**TASK DIRECTIONS**:
Look through the records below for the line with "Exercise. Point out the fighter". Return that line and each one after it up to and including the line with "Exercise. Point out the aircraft", exactly.

○ ○ ○ ○ ○ ○ ○

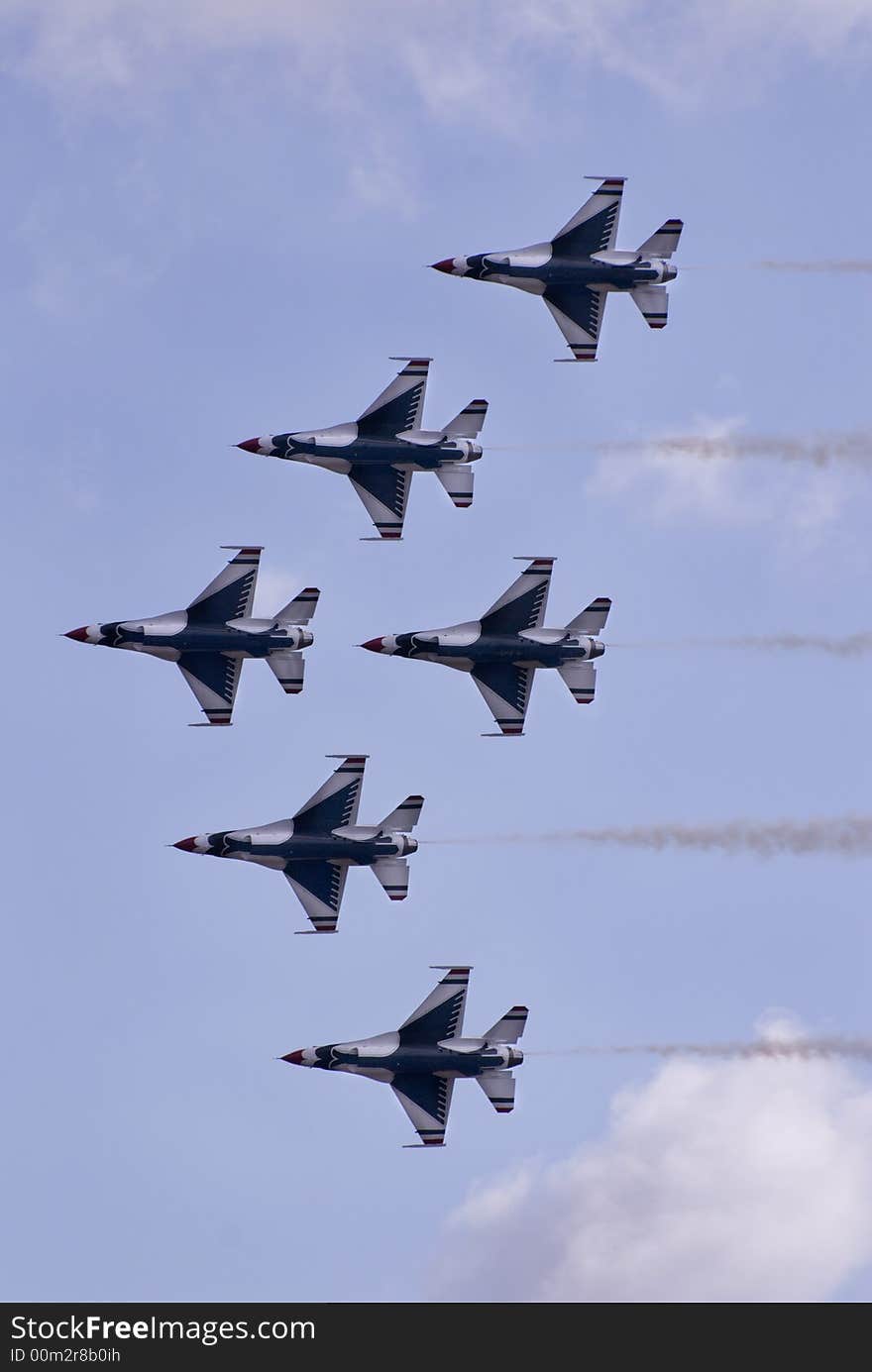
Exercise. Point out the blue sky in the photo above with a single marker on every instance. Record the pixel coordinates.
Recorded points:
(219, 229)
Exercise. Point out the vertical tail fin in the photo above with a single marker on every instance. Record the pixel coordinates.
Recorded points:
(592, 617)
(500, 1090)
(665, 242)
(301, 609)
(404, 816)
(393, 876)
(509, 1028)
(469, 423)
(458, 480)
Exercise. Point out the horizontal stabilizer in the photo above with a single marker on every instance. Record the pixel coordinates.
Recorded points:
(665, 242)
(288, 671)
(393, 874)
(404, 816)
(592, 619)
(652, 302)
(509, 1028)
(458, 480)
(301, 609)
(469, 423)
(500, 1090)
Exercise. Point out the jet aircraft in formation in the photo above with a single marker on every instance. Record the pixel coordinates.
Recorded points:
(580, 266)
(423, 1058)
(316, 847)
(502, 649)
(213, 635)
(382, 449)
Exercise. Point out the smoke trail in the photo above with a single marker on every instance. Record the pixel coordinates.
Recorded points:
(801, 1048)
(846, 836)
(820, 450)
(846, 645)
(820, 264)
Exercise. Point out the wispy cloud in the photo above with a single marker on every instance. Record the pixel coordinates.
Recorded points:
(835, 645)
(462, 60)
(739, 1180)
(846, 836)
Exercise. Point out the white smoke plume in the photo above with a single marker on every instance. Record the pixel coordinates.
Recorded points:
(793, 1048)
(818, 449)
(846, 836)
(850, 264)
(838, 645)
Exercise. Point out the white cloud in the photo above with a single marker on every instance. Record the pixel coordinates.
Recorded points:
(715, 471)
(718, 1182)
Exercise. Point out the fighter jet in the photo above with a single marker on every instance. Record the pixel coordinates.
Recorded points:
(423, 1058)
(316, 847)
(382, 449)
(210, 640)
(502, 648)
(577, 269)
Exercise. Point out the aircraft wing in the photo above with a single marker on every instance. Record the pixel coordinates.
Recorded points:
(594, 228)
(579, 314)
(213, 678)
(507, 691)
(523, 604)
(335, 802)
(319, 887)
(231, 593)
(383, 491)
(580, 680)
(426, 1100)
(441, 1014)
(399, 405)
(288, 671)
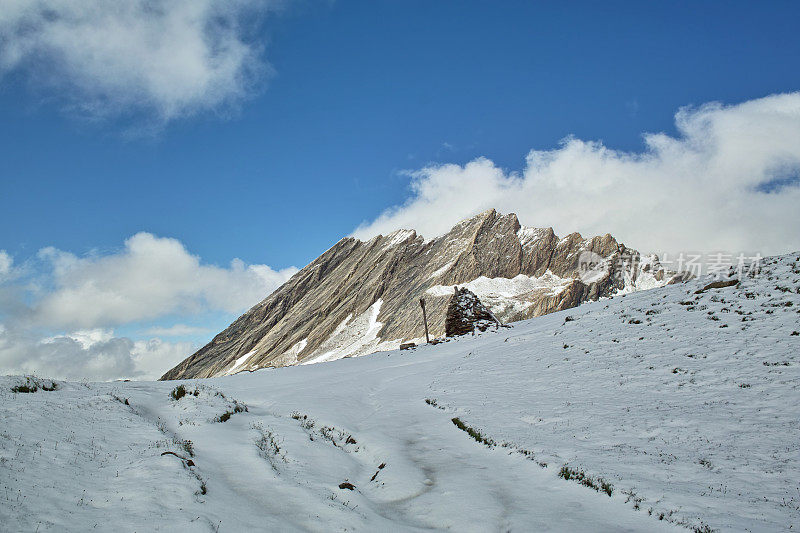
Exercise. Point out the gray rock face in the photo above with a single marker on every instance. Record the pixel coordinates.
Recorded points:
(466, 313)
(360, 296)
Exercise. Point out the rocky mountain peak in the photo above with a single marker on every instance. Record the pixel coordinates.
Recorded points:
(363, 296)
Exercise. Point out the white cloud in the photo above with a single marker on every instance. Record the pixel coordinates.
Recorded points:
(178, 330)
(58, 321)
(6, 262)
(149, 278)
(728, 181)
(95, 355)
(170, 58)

○ ○ ○ ○ ○ ○ ○

**RESPONSE**:
Exercise. Point out the fighter jet in the photo above with a single marker on every instance. Record the pixel coordinates.
Recorded points:
(423, 1058)
(316, 847)
(382, 449)
(210, 640)
(502, 648)
(577, 269)
Exercise. Point out the aircraft wing in the photo above with a single marker on every instance. Record the pixel coordinates.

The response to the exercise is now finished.